■ **Document**
If you\'ve ever done this yourself (and I don\'t recommend it), you know that reading through your cell phone bill is like reading through a novel by Dostoevsky. By the time you make your way through it, you are bored, confused and suicidal. That was certainly the case for me as I unsuccessfully tried to determine which calls were "peak" and which ones were "off peak" and why my "free anytime minutes" seem to be anytime other than when I actually use my phone.

Perhaps, even more confusing was the fact that my bill seemed to indicate that I had actually "saved" money last month. I received a "shared usage adjustment" (whatever that is) of $187.60. Without this adjustment, it appears that my bill would have been more than $450. However, somehow I didn\'t feel like very lucky, considering that, in addition, to being billed for each call, I also paid a "monthly recurring access charge" and three separate "national team share add-on" charges. Now, don\'t get me wrong. I like to be a team player, but not when it costs me $139.30.

Finally, my cell phone seems to come with an inordinate number of built-in taxes; a federal excise tax, a federal universal service assessment, a federal programs cost recovery assessment, state and county excise taxes, a state 911 tax, a state PUC user fee, and a state universal service fund charge. After charging all of these taxes and assessments, I can\'t believe that the federal and state governments have the nerve to ask me to fill out an income tax return. What could I possibly have left after paying my cell phone bill—the loose change in the ashtray of my car?

■ **Provided records**

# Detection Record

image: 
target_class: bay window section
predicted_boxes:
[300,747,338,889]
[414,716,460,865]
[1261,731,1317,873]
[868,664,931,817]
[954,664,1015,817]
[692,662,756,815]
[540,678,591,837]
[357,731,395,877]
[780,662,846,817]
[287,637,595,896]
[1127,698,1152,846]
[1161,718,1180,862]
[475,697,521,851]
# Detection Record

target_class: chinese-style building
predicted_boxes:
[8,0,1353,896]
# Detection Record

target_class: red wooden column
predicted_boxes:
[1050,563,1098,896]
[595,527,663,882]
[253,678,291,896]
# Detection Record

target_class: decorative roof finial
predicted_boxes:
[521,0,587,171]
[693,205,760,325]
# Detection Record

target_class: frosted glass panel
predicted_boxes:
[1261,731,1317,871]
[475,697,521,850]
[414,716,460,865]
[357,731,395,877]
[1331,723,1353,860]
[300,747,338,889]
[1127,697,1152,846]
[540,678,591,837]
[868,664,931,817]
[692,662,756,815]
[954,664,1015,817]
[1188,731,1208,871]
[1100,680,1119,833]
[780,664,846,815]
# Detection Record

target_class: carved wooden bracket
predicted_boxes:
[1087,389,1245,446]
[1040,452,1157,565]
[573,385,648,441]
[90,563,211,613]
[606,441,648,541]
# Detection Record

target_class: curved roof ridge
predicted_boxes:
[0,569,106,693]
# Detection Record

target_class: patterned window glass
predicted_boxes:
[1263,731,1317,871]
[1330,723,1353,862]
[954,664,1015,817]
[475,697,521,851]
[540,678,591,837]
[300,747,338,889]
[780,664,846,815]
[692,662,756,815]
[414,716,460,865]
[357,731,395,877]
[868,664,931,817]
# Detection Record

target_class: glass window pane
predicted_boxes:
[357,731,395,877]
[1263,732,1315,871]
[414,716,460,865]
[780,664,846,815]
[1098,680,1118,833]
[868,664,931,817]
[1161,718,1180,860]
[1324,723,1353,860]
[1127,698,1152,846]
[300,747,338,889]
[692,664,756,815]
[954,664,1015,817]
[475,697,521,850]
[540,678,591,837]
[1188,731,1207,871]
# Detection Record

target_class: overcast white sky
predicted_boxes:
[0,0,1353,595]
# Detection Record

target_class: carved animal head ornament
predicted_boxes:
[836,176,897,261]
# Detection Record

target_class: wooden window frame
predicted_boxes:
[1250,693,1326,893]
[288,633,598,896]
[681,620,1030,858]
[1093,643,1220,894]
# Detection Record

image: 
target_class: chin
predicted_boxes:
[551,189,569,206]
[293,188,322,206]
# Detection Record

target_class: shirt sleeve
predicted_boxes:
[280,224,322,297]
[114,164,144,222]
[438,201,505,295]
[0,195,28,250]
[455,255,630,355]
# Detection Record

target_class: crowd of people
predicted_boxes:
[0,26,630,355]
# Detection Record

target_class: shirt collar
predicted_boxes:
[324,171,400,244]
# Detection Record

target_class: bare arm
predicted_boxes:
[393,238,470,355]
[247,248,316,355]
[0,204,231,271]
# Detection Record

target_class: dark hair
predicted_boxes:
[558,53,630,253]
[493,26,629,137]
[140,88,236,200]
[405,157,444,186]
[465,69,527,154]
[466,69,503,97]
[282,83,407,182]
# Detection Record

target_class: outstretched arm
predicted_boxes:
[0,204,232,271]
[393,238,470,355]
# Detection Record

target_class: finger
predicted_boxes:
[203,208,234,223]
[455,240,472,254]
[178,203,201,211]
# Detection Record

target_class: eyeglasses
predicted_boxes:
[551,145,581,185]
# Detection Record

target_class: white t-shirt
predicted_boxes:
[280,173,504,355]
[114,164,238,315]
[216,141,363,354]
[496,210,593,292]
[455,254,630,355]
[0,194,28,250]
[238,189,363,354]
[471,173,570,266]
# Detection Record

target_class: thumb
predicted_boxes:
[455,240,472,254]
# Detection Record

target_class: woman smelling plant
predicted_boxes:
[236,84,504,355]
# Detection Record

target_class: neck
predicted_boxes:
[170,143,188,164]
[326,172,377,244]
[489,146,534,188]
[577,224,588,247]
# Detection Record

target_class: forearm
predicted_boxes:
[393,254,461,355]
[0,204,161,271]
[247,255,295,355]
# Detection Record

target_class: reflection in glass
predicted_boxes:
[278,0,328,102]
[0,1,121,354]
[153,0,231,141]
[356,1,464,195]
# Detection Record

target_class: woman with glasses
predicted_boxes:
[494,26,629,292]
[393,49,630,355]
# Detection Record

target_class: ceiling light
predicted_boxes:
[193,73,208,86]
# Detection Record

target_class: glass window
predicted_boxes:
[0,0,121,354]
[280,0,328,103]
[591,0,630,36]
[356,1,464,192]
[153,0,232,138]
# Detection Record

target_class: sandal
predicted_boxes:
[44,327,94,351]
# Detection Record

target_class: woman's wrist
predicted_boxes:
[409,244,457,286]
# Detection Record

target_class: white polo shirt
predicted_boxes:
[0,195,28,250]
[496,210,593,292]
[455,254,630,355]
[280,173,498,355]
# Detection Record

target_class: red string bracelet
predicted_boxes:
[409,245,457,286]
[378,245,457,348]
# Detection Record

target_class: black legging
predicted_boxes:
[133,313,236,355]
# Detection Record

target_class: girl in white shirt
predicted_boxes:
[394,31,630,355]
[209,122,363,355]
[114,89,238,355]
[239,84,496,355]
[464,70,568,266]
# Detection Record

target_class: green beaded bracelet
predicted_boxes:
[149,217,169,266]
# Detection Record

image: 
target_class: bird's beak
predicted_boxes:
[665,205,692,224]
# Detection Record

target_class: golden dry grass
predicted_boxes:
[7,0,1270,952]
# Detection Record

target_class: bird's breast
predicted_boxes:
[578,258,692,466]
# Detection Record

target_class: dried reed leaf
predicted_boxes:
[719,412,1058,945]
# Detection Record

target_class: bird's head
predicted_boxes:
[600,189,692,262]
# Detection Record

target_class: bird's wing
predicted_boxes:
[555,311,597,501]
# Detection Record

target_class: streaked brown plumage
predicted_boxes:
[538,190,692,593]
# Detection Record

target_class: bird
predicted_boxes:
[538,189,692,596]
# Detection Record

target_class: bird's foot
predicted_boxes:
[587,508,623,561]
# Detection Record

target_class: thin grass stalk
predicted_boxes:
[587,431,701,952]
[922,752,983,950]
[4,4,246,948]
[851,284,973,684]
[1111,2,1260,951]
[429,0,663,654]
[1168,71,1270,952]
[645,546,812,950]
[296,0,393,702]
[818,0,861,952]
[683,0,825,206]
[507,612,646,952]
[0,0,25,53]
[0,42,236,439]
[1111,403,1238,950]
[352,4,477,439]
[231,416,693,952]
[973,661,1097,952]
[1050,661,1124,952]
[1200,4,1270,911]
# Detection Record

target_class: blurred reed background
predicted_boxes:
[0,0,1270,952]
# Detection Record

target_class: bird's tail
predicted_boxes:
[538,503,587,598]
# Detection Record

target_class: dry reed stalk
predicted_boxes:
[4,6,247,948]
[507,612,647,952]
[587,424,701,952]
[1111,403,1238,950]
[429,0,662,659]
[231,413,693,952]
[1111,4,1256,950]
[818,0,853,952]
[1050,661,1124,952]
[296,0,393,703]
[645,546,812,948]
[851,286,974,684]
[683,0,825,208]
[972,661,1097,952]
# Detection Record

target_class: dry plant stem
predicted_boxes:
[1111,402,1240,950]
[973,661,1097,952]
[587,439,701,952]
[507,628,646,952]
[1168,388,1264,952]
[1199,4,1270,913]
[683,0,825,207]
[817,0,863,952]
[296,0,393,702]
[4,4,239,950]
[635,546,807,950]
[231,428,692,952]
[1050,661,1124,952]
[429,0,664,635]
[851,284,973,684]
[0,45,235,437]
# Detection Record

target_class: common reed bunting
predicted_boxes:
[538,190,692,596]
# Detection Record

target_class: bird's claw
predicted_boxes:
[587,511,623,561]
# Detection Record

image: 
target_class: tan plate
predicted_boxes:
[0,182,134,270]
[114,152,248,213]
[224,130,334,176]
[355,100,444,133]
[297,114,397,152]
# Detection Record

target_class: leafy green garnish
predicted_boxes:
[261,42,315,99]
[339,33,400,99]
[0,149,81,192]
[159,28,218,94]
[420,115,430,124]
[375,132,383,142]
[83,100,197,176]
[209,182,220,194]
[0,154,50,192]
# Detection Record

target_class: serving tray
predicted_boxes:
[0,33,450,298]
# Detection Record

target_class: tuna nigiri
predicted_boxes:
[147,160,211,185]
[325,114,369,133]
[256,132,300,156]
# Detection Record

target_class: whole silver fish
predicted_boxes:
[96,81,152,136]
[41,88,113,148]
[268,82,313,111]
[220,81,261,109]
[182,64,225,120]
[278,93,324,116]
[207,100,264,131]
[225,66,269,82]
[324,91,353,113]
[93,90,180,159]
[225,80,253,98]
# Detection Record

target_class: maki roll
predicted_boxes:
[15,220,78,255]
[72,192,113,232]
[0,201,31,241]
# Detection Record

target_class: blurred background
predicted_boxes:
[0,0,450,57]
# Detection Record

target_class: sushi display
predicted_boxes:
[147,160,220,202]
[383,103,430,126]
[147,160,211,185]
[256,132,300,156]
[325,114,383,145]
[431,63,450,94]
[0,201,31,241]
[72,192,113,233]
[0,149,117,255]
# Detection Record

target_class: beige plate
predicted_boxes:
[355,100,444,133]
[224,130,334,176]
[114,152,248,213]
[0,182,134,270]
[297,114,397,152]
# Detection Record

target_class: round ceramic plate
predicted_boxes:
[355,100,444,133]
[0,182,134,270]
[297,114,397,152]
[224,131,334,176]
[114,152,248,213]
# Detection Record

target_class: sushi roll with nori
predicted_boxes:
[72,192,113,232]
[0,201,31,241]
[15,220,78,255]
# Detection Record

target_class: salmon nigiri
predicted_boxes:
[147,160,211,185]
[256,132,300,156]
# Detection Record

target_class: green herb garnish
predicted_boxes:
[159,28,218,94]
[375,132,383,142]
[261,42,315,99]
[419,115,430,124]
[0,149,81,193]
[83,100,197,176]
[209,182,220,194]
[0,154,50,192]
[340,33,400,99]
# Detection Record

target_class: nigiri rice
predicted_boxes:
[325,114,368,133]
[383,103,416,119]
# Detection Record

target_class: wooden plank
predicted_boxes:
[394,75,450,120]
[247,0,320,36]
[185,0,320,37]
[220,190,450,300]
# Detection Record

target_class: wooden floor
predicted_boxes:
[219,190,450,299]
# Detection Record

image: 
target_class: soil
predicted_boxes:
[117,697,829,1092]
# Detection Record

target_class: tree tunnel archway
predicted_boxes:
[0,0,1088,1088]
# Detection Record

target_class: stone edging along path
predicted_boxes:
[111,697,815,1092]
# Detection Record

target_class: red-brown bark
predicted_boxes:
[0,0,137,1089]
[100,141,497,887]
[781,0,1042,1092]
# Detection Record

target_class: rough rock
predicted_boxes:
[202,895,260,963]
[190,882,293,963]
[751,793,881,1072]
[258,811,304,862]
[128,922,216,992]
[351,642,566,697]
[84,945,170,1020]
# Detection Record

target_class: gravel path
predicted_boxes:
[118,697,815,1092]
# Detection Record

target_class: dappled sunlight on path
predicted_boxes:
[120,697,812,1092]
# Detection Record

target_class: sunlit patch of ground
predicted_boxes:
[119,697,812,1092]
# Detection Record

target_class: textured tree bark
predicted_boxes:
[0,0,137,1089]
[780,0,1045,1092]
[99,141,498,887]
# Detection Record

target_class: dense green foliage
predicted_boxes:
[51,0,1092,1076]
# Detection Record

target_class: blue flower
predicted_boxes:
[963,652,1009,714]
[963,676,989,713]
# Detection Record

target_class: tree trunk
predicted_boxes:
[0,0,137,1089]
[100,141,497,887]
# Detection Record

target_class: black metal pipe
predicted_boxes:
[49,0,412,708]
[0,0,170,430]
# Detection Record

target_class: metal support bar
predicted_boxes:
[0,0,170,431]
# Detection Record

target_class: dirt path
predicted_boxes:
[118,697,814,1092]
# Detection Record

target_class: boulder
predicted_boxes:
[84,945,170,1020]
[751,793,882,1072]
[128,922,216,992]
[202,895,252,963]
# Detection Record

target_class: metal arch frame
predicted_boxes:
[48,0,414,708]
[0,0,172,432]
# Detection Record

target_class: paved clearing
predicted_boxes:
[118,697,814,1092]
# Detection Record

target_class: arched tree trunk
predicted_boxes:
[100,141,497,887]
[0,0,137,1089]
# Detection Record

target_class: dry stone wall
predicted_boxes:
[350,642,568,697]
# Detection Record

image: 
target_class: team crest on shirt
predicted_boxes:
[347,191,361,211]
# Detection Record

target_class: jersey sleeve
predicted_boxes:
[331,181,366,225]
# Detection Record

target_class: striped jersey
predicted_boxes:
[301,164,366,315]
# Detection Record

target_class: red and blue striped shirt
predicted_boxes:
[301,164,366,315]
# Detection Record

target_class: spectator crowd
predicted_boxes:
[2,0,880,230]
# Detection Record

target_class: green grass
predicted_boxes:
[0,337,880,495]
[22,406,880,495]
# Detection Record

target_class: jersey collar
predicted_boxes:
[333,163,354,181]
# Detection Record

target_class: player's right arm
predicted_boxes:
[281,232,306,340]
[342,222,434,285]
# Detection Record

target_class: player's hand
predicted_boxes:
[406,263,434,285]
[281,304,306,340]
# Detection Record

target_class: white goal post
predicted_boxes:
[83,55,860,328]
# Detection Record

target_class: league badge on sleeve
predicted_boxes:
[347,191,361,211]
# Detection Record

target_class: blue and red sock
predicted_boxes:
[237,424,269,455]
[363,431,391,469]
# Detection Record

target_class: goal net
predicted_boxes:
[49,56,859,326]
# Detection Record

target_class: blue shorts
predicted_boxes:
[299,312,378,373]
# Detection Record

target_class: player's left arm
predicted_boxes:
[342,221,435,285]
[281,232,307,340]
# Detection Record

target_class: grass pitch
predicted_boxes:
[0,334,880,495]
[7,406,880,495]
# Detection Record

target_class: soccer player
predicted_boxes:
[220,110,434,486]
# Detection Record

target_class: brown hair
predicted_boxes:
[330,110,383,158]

■ **Exercise set**
A: Write down the part of the cell phone bill piece that begins at the words "Finally, my cell" and stops after "ashtray of my car?", copying it word for word.
B: Pick up the cell phone bill piece after its last sentence and keep writing it in the same voice.
You won't need the records for any of this.

■ **Responses by task**
A:
Finally, my cell phone seems to come with an inordinate number of built-in taxes; a federal excise tax, a federal universal service assessment, a federal programs cost recovery assessment, state and county excise taxes, a state 911 tax, a state PUC user fee, and a state universal service fund charge. After charging all of these taxes and assessments, I can\'t believe that the federal and state governments have the nerve to ask me to fill out an income tax return. What could I possibly have left after paying my cell phone bill—the loose change in the ashtray of my car?

B:
I must confess that, after reading through my statement, my initial inclination was to boycott paying my cell phone bill until my provider sent over a comprehensible bill (or loaned me the money to pay it). Yet, considering that past "boycotts" against my mortgage lending, the cable company and VISA were unsuccessful, I decided to pay the bill (well, most of it). I also decided that I would take a cue from my cell phone company and start sending my clients equally incomprehensible bills.

Let\'s face it. The only thing more annoying than having to deal with our clients is getting them to pay their bills in a timely fashion (i.e., within our lifetimes). I suspect that one reason for this difficulty stems from the fact that our clients can actually understand their bills. As a result, they are apt to question why it took you 2.3 hours to review a trust indenture or why they were billed for an entire conference call. "Hey, I\'m not paying you for the whole call! We spent the first ten minutes talking about the Pistons game."

This wouldn\'t happen if they received bills containing variable charges for "peak" and "off peak" legal services, miscellaneous charges and adjustments, and various obscure taxes, like the "Federal Res Ipsa Loquitor Tax" or the "State Habeas Corpus Relief Tax." After spending the better part of a morning reading through one of your bills (and popping handfuls of Excedrin tablets like popcorn), your client would decide that it was easier just to pay your bill without further question.

If you make your bill confusing enough, your clients will probably insist upon flat-fee billing. In fact, you\'ll probably receive a call from a client saying, "Rather than sending me a bill each month, why don\'t you just go in and empty out my bank account on the first of each month? It will be easier for all involved and save me tons on Excedrin!" And without the hassle of sending out monthly bills, you will have more time for the really important things in life, like spending time with your family, friends and those delightful people in the mall who will gladly help you to switch your cellular service plan.

Sean Carter, Humorist at Law, is a syndicated columnist and popular speaker who presents Comedic Legal Education programs for law firms, in-house legal departments and bar associations across the country. Sean is also the author of If It Does Not Fit, Must You Acquit? Your Humorous Guide to the Law.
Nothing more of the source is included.